Is this realism? Yes, in the sense that the picture of the fauna of Africa in the old-fashioned geography book was realistic. There, crowded upon a single page, were all the animals of the dark continent, — lions, elephants, gorillas, hippopotamuses, crocodiles, jackals, — all terrible to behold; while, as if to emphasize their terrors, there was a pacifistic giraffe looking down upon them with a futile smile, as much as to say, ‘It’s a pity that these wild beasts are so bloodthirsty, but that’s the way they are made.’ But the small boy who got his ideas of the continent from the picture would be unduly alarmed. All these animals could be found in Africa, but they were not all in one place. Africa is a large country, and there are sections where a person could walk for a whole day without running much risk of being eaten up by a lion.

To picture a stupid, weak, commonplace character may show artistic skill, but the work fails if the impression is conveyed that everybody is that way. A picture must have light and shade, and they must be properly arranged to be a work of art.

Don’t you think Main Street was very realistic? Yes, and so was Babbitt, and so is Elmer Gantry. But they are presented without charm. The trouble is really in Mr. Sinclair Lewis’s mind. He is not able to look at them humorously and understandingly. He is fidgety. One feels as one does at a dinner party when it is evident that all is not going well with the hostess and she is not able to conceal her uneasiness.

When I first took up Main Street I was prepared to enjoy the people. I knew they would be just ordinary people. But I could n’t enjoy their idiosyncrasies when I saw how Mr. Sinclair Lewis felt about them. He evidently thought that such a place as Gopher Prairie ought not to exist. He was acutely conscious of its manifold shortcomings. It did not appreciate what it ought to have appreciated, and it appreciated that which it ought not to have appreciated, and there was no health in it. Just as I was trying to get on good terms with the community, I would look up and see Mr. Sinclair Lewis fidgeting and saying to himself, ‘Is n’t it too bad! No art, no manners, no spontaneity, no free intelligence, no cosmopolitan culture — just Main Street.’

Then I turn to Henry Fielding. It happens that none of these fine things are in the world Fielding created for our enjoyment. To most of his characters Gopher Prairie would seem a modern Athens, a lofty intellectual centre pulsating with sensibility. Squire Western and Tow-wouse, the innkeeper, and their boon companions cared for none of these things. Had a high-strung young woman, recently graduated from a state university, landed among these hearty, nonintellectual folks and attempted to improve their minds, she would have longed for the more appreciative society of Main Street. It never occurred to any of Fielding’s folks that they should be improved. Their prejudices could not be weeded out by a newly married lady recently arrived among them. They were too deeply rooted in the nature of things — their things. The minister of the First Church on Main Street might not be an intellectual giant or a man of great refinement, but he would seem so in comparison with Fielding’s Parson Trulliber.

His voice was loud and hoarse, and his accent extremely broad. To complete the whole, he had a stateliness in his gait, when he walked, not unlike that of a goose.

We are made to see Trulliber as he was in the bosom of his family: —

Mr. Trulliber being informed that somebody wanted to speak with him, immediately slipped off his apron, and clothed himself in an old night-gown, being the dress in which he always saw his company at home. . . . He laid violent hands on Adams, and dragged him into the hog-sty, which was indeed but two steps from his parlour-window. They were no sooner arrived there, than he cried out, ‘Do but handle them: step in, friend: art welcome to handle them, whether dost buy or no.’ At which words, opening the gate, he pushed Adams into a pig-sty, insisting on it that he should handle them before he would talk one word with him.

◆ ◆ ◆ ◆ ◆ ◆ ◆

## Problem 1
Pick out each line of the rows that contains the string "viewBox".
The passage on Sinclair Lewis and Fielding has no connection to the rows.

◆ ◆ ◆ ◆ ◆ ◆ ◆

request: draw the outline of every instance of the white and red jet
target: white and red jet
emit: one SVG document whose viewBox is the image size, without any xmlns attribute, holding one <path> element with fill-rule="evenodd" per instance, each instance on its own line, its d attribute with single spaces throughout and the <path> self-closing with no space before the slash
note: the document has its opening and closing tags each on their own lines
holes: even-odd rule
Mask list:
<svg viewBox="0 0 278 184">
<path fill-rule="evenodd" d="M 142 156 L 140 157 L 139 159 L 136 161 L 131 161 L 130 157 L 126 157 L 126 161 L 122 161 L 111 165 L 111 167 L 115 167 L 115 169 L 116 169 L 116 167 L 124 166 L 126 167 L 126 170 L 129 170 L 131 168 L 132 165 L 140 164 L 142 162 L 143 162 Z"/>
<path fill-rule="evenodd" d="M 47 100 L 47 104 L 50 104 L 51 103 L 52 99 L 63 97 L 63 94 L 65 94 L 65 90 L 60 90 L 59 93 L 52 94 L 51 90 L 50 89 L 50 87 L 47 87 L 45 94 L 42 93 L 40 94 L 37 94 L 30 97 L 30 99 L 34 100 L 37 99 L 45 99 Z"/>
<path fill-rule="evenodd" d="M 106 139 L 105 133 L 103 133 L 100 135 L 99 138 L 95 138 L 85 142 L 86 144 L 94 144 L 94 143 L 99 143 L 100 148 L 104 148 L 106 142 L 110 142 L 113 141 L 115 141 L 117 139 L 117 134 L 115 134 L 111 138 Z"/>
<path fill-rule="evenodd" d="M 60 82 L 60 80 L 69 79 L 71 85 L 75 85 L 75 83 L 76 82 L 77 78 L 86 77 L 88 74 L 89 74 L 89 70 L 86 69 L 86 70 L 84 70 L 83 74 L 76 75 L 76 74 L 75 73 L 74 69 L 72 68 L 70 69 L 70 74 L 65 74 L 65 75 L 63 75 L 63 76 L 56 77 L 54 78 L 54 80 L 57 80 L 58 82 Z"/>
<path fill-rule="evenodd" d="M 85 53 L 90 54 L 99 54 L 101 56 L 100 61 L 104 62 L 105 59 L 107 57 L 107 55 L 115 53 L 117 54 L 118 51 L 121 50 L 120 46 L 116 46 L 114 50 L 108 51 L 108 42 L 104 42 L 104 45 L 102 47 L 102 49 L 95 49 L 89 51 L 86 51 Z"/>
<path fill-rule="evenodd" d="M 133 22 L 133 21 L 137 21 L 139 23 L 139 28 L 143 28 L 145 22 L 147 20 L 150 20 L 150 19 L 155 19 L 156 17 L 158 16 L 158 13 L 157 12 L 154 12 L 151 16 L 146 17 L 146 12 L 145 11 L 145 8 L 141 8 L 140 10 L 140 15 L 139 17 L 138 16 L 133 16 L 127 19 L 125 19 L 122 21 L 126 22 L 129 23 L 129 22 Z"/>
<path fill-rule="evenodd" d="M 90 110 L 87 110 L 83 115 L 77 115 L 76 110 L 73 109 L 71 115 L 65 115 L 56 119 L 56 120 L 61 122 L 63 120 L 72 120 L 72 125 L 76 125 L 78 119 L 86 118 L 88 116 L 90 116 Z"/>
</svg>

◆ ◆ ◆ ◆ ◆ ◆ ◆

## Problem 2
Please write out the passage on Sinclair Lewis and Fielding from "His voice was" up to and including "of a goose.".

## Solution 1
emit: one SVG document whose viewBox is the image size, without any xmlns attribute, holding one <path> element with fill-rule="evenodd" per instance, each instance on its own line, its d attribute with single spaces throughout and the <path> self-closing with no space before the slash
<svg viewBox="0 0 278 184">

## Solution 2
His voice was loud and hoarse, and his accent extremely broad. To complete the whole, he had a stateliness in his gait, when he walked, not unlike that of a goose.